• _WORK INSTRUCTIONS_: Reproduce the listing from the line containing "Please locate the steep" down to the line containing "[174,153,474,310]", renaming "cliff face" to "rock wall" and leaving everything else unchanged.

- - - - -

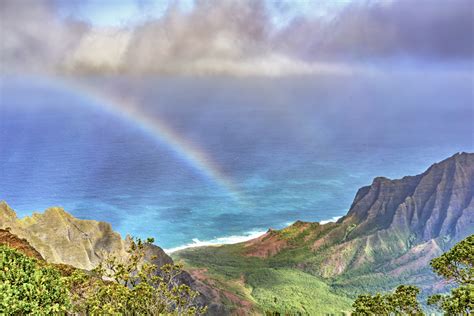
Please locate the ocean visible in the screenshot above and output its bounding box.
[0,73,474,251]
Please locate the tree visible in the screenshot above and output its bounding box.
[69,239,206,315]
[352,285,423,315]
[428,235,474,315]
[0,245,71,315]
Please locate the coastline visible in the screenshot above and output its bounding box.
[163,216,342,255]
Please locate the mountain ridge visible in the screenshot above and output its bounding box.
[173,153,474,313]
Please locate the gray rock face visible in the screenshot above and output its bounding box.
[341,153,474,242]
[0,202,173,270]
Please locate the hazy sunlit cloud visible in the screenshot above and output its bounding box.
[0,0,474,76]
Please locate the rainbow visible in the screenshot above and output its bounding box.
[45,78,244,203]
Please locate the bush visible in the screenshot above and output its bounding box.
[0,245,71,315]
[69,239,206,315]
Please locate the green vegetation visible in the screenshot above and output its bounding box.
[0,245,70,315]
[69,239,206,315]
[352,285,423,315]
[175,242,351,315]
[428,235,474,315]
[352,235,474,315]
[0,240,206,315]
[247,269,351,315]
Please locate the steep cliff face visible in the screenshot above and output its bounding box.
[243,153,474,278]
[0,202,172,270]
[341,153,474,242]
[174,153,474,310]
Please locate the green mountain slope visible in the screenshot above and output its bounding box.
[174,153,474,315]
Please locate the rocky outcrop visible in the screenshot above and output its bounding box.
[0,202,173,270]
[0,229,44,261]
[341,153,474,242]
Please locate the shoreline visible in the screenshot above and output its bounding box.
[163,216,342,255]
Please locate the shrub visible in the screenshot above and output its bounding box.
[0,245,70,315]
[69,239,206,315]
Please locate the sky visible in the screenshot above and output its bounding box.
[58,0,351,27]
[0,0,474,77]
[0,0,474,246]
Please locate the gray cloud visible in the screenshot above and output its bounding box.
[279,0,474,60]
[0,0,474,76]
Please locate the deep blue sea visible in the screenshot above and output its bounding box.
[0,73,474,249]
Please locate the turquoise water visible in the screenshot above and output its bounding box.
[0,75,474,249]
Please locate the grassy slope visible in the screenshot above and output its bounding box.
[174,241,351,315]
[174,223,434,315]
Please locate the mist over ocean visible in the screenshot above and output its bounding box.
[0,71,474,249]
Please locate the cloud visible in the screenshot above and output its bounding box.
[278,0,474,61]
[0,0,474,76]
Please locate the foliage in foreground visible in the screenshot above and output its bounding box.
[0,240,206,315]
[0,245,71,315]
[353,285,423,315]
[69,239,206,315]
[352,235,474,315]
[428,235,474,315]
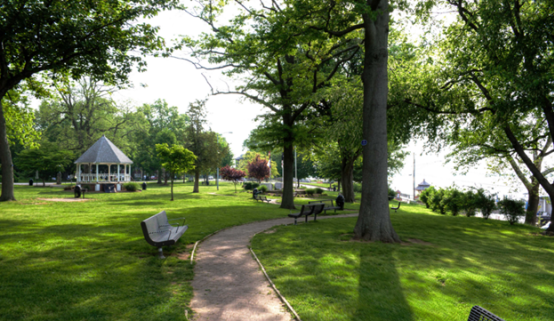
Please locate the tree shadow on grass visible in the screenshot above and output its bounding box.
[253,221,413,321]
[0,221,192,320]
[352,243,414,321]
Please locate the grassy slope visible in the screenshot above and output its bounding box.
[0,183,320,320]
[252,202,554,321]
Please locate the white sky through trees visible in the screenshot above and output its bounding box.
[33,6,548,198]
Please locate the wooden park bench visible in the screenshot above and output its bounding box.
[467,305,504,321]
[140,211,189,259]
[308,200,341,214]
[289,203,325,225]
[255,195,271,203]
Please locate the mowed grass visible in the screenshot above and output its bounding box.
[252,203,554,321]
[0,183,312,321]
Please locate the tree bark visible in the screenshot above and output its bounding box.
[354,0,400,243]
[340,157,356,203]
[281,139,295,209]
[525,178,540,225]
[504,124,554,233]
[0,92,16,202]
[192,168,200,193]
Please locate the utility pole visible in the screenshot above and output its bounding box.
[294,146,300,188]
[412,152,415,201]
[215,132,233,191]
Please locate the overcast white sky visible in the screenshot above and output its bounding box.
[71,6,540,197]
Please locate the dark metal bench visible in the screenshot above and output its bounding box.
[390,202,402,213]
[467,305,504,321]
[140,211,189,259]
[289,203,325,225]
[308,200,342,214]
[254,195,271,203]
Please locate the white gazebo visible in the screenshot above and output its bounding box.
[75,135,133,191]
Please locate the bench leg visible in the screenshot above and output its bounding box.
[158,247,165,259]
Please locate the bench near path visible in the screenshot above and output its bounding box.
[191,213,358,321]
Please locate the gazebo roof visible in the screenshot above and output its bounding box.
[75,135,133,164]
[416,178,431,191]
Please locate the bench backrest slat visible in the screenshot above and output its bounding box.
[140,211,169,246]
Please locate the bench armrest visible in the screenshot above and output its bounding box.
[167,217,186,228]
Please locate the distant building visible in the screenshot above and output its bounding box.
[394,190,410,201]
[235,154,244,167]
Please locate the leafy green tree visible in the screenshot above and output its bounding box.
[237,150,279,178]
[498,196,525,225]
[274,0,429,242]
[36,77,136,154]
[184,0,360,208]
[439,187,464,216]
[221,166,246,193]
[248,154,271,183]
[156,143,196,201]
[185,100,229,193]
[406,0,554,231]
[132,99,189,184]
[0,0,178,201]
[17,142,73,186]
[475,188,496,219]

- - - - -

• _SOLUTION TO THIS EXERCISE_:
Please locate the steep rock wall visible in the screenshot above and output its bounding box.
[243,153,474,278]
[0,202,172,270]
[341,153,474,242]
[174,153,474,310]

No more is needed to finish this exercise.